> [SOURCE]
## Begin
Wellbeing Our Way ran from June 2014 to June 2017. The programme brought together charities, community organisations and individuals to develop culture and improve practice across the voluntary sector to enable people with health needs to live well in ways which matter to them.

  • Person-centred care
  • Lived experience

About Wellbeing Our Way

Wellbeing Our Way was born from the belief that voluntary and community organisations, alongside people with long-term health needs, can play a powerful role in ensuring people can gain the support they need to live well.  

We found many people are living longer with long-term physical and mental health needs. Often our health and care systems aren’t set up to support them in the ways they want, leaving them to fit in with the ‘system’ rather than enjoying their lives in the way they want to. 

There is increasing consensus that people and their communities need a new relationship with health and care services – one which recognises that people’s own health goals are what count.  

Wellbeing Our Way supported charities and community groups to play a significant role in this ongoing shift to person-centred, community-focused care. We brought people together from charitable organisations to build their knowledge, skills, confidence and motivation so they could develop person-centred approaches within their own organisations. 

This page catalogues our learning from Wellbeing Our Way and shares the impact the programme made. 

Communities of practice

Wellbeing Our Way’s communities of practice brought together people from charities and community organisations, alongside those with direct experience of using health and care services, to share learning and challenge around a range of person- and community-centred approaches.  

Communities of practice facilitate peer-based, collaborative learning between people with shared interests. Communities often form around entrenched, complex problem-areas for which there are likely to be multiple solutions or approaches. 

  • From October 2016, we also facilitated two place-based communities of practice across Greater Manchester, focused on peer support and supported self-management. This approach was based on our experience of facilitating national communities of practice, with some important distinctions: 
  • The communities were ‘place-based’ – meaning their focus was on developing practice and relationships across Greater Manchester, identifying and building on regional strengths and opportunities. 
  • The communities were community and voluntary sector-led while including colleagues from statutory health and care services, alongside people living with long-term health conditions or caring responsibilities. This extended membership reflected the partnership opportunities offered by health and social care devolution, alongside a genuine commitment to developing partnership working as a basis for developing coordinated, preventative approaches to health and wellbeing across the region. 

Our learning paper, ‘Enabling change through communities of practice’ explores this work, and our findings, in more detail. 

Facilitation

Wellbeing Our Way brought people together to share their experiences and facilitate collective learning, using a range of techniques to engage people with diverse learning styles and communication preferences. Here are our top tips for creative, effective facilitation: 

  1. Trial a range of hosting and facilitation techniques. We’ve shared some of our favourite activities in the presentation slides from our Facilitation Masterclasses. For more ideas of activities to use in meetings and events, the Health Foundation has published a set of activity cards, and a guide to creative approaches to problem solving.
## End
> [EXERCISE 1]
What does the page on Wellbeing Our Way say the programme built in people from charitable organisations? List every item.

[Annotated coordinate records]
## Begin
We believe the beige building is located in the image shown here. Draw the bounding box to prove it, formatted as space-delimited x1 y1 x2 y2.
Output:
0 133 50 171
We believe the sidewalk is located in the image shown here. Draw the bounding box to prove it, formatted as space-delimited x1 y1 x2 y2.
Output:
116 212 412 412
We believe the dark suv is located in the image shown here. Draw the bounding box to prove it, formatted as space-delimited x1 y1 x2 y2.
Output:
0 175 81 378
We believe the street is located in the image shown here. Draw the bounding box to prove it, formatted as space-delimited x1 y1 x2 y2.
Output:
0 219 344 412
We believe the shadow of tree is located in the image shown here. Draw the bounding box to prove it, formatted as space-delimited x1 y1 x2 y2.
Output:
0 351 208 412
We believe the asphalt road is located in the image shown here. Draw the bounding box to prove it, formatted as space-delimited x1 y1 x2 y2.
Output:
## End
> [EXERCISE 2]
Could you reproduce the records word for word, starting with the line containing "We believe the asphalt" and going on through the end of the records?

> [RESPONSE 1]
Knowledge, skills, confidence and motivation.

> [RESPONSE 2]
We believe the asphalt road is located in the image shown here. Draw the bounding box to prove it, formatted as space-delimited x1 y1 x2 y2.
Output:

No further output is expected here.